» AUSGANGSTEXT

######

Eine Aussage löst Unmutsbekundungen aus

Eberhard Aurich sprach über den Mauerfall und seine Karriere in der Freien Deutschen Jugend

Die jüngste Veranstaltung der zeitgeschichtlichen Reihe der Stadt Neustadt drehte sich um den Mauerfall am 9. November 1989. Zu Gast war Eberhard Aurich – ein prominenter Zeitzeuge aus der ehemaligen DDR.
von Klaus Böttcher
Neustadt. „Bau auf, bau auf, freie deutsche Jugend bau auf, sangen Karl-Joseph Lem- mer und Michael Dippel das Lied der Freien Deutsche Jugend (FDJ). Zusammen mit Wil- fred Sohn bilden die beiden das Trio Semplice, das mit zum Thema passenden Liedern die zeitgeschichtliche Veranstaltungsreihe musikalisch umrahmt.
Die Freie Deutsche Jugend war mit mehr als zwei Millionen Mitgliedern die große Jugendbewegung in der DDR – mit der Eberhard Aurich eng verbunden ist: Er war ab 1969 hauptamtlicher Mitarbeiter der FDJ und ab 1983 Nachfolger von Egon Krenz als erster Sekretär des Zentralrates der FDJ.
Neustadts Bürgermeister Thomas Groll führte mit Eberhard Aurich ein hochinteressantes Gespräch, in dem die Ereignisse des Jahres 1989 einen Schwerpunkt bildeten. Zunächst zeigte Groll einen aufklärenden Film, in dem der Gast auch eine Rolle spielte: Als Mitglied des Zentralkomitees der SED, der Volkskammer und des Staatsrates der DDR stand Aurich am 6. Oktober 1989 zusammen mit Erich Honecker und Michail Gorbatschow am Platz der Republik und nahm den Fackelzug von 100 000 FDJ-Mitgliedern zum 40. Jahrestag der DDR ab. Ebenso stand er beim großen Pfingsttreffen an der Seite Honeckers und war der Hauptredner.

######

(Gespeicherte Einträge)
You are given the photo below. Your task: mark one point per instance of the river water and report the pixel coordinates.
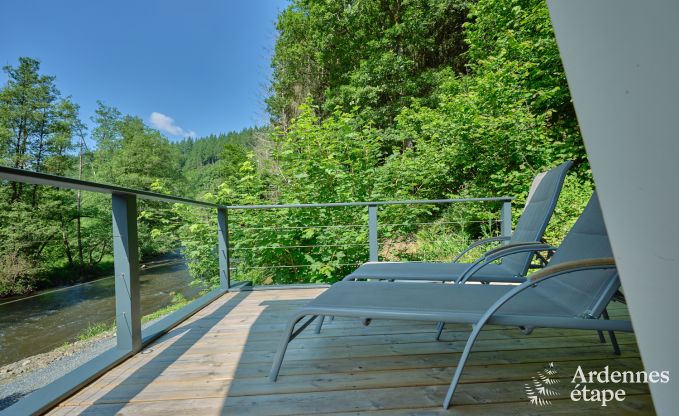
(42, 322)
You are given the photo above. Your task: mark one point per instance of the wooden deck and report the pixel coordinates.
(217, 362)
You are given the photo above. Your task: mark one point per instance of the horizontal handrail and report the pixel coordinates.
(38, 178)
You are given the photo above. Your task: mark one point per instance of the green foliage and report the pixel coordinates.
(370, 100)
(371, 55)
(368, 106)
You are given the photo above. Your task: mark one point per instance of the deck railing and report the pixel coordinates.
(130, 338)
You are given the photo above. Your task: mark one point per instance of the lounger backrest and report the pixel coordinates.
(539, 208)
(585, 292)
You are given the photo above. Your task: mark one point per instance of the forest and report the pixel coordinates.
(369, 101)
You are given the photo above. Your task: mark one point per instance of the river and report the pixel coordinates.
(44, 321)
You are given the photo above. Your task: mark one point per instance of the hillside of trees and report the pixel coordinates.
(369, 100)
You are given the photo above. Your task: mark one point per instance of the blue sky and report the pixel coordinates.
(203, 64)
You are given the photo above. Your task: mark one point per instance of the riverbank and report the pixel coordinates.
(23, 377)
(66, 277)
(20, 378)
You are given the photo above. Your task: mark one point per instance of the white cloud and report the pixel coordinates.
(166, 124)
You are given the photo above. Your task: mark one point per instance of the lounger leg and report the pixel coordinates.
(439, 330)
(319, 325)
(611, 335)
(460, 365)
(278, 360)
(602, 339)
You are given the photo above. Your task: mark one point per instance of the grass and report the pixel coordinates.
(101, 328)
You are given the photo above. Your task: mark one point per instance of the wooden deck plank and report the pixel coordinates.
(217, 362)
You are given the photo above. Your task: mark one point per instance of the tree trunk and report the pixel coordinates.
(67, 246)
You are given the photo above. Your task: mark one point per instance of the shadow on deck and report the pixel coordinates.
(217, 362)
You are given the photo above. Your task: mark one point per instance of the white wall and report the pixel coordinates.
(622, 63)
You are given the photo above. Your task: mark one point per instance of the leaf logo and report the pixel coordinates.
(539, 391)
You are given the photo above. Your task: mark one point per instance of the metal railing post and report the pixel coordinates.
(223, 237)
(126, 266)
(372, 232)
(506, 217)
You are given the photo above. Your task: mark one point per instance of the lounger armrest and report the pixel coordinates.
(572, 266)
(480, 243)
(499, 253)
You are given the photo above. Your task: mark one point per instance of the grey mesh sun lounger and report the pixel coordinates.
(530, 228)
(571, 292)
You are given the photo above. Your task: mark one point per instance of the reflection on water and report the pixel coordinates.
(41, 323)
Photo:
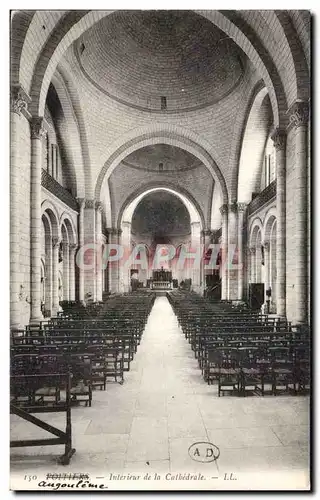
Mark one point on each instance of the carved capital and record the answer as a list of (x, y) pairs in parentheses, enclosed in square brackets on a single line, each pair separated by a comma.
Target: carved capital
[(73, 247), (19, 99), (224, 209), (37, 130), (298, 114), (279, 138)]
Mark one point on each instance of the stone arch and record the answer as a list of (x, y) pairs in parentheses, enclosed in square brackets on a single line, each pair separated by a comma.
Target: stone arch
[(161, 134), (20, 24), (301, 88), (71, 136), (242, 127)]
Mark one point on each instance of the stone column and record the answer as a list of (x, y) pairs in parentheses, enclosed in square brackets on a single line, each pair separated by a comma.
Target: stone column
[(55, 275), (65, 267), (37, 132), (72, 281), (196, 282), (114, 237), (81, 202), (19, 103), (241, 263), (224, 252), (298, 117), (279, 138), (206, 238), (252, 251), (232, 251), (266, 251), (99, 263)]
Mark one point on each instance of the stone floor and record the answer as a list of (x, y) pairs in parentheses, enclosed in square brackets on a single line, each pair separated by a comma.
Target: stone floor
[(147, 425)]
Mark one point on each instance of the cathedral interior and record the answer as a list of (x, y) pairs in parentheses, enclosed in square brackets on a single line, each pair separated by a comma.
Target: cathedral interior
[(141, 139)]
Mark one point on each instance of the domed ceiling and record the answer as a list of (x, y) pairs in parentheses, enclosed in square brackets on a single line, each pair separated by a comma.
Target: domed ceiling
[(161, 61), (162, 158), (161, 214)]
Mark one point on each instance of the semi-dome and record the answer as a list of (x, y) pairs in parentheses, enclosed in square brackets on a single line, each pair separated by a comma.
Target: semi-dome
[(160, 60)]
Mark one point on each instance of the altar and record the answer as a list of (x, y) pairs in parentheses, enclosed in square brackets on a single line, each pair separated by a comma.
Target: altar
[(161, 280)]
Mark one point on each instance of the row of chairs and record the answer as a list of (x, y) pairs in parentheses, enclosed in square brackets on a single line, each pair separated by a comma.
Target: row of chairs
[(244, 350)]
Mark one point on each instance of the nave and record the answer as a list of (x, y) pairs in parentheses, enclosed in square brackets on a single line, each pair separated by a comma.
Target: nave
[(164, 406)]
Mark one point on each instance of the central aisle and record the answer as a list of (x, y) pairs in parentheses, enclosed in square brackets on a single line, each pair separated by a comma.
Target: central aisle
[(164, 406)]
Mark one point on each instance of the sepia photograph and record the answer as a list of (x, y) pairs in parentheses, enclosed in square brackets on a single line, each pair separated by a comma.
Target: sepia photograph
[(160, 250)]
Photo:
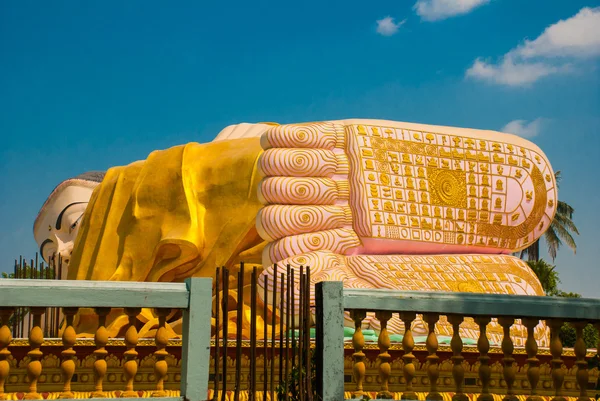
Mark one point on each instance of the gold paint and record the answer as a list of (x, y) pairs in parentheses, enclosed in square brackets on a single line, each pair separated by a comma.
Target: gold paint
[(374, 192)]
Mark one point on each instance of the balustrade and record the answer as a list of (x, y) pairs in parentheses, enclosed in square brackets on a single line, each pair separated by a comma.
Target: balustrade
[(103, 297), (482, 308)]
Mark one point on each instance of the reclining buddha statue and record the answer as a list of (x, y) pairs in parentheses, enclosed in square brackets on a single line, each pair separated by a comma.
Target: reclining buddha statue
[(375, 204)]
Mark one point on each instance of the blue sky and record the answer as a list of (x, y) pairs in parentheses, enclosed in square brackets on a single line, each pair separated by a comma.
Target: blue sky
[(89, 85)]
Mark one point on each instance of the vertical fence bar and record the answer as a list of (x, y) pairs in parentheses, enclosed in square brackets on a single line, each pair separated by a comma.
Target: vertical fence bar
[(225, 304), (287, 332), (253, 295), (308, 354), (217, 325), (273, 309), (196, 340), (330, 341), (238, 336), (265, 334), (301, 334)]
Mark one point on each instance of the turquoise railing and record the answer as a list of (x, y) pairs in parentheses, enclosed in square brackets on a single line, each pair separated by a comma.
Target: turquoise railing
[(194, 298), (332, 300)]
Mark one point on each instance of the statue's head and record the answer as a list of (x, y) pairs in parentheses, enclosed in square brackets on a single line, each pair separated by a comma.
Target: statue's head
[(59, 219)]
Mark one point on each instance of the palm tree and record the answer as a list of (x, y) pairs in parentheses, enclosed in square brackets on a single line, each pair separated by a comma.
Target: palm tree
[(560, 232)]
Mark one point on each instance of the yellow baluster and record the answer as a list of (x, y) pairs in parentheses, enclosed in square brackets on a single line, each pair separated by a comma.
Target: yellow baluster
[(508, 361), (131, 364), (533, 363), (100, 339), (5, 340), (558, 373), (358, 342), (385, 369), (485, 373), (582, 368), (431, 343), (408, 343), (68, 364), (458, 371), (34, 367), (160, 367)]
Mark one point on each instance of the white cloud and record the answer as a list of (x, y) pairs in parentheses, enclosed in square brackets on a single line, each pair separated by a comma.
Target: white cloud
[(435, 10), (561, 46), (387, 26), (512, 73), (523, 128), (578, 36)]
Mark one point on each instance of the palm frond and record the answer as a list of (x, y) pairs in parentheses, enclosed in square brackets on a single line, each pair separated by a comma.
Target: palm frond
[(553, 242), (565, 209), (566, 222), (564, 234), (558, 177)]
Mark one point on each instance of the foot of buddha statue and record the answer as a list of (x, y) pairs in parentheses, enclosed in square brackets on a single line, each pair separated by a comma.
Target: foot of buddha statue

######

Führen Sie den Bericht über Eberhard Aurichs Auftritt in Neustadt nach seinem letzten Satz weiter. Die Einträge werden für diese Aufgabe nicht gebraucht.

Der inzwischen 73-Jährige hat kürzlich ein Buch mit dem Titel „Zusammenbruch. Erinnerungen, Dokumente, Einsichten“ geschrieben. Darin setzt er sich offen und selbstkritisch mit der DDR auseinander. Im Zwiegespräch mit Groll berichtete er von seiner Kindhejt, seinem Lehramts-Studium und seiner Karriere in der FDJ.
Auf Grolls Frage nach den Veränderungen in den 70er-Jahren erklärte Aurich, das Volk hätte Wohnungen gewollt, statt mehr Wirtschaft. Erich Honecker, der Walter Ulbrich abgelöst hatte, kam dem nach. „Anfang der 70er-Jahre herrschte eine Aufbruchstimmung, die war aber 1976 schon wieder zu Ende“, gab Aurich offen zu.

Aurich meint, die DDR sei kein Unrechtsstaat gewesen
Groll fragte den Gast, wie er über diejenigen gedacht habe, die nicht in die FDJ eingetreten waren. Im Alter von 14 Jahren sei fast jeder dabei gewesen. „Nach der Wende habe ich Leute kennengelernt, denen Schlimmes passiert ist, weil sie nicht mitgemacht haben“, berichtete Aurich.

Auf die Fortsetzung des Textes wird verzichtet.